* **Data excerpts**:
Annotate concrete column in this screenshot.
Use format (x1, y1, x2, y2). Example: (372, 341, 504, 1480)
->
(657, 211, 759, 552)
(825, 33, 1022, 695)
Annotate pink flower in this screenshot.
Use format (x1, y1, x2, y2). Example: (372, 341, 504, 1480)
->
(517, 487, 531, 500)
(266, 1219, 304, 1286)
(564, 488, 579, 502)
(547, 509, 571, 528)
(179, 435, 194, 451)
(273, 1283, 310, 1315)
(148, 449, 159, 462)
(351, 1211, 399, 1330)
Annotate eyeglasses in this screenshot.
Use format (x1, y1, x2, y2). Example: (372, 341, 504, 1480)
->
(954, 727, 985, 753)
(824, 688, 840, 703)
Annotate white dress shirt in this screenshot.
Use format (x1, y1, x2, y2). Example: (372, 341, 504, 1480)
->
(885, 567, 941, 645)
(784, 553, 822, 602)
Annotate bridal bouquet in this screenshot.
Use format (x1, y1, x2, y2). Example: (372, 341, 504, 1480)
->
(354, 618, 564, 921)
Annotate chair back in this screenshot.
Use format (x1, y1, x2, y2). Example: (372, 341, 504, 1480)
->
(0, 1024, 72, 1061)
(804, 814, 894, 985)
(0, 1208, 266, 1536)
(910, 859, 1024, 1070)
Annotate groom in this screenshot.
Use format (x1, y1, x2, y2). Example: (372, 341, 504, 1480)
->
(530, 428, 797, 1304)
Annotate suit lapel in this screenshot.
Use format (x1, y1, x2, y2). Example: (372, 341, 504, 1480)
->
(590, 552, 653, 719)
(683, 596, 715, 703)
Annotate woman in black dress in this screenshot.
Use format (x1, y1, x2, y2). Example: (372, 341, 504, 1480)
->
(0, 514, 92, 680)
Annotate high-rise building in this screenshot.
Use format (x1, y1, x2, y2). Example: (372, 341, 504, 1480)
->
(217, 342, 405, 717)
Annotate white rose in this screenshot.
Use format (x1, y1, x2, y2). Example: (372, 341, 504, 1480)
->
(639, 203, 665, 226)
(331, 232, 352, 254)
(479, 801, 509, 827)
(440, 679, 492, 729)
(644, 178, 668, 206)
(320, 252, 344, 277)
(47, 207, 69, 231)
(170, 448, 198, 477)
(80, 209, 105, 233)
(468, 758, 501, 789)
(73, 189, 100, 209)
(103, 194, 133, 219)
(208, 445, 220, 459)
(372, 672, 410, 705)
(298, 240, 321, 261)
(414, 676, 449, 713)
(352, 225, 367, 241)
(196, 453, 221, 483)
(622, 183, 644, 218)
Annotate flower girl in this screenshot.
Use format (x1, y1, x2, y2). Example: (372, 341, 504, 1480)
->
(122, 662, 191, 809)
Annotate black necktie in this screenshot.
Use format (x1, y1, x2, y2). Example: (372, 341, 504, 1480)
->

* **Problem to solve**: Copy, without any change, the run of lines from the one with "Annotate flower girl in this screenshot." through the end of the entries above.

* **Completed exercise**:
Annotate flower girl in this screenshot.
Use format (x1, y1, x2, y2). Example: (372, 341, 504, 1480)
->
(122, 662, 191, 809)
Annotate black necktie in this screenshot.
Use format (x1, y1, x2, y2). Example: (372, 341, 504, 1480)
->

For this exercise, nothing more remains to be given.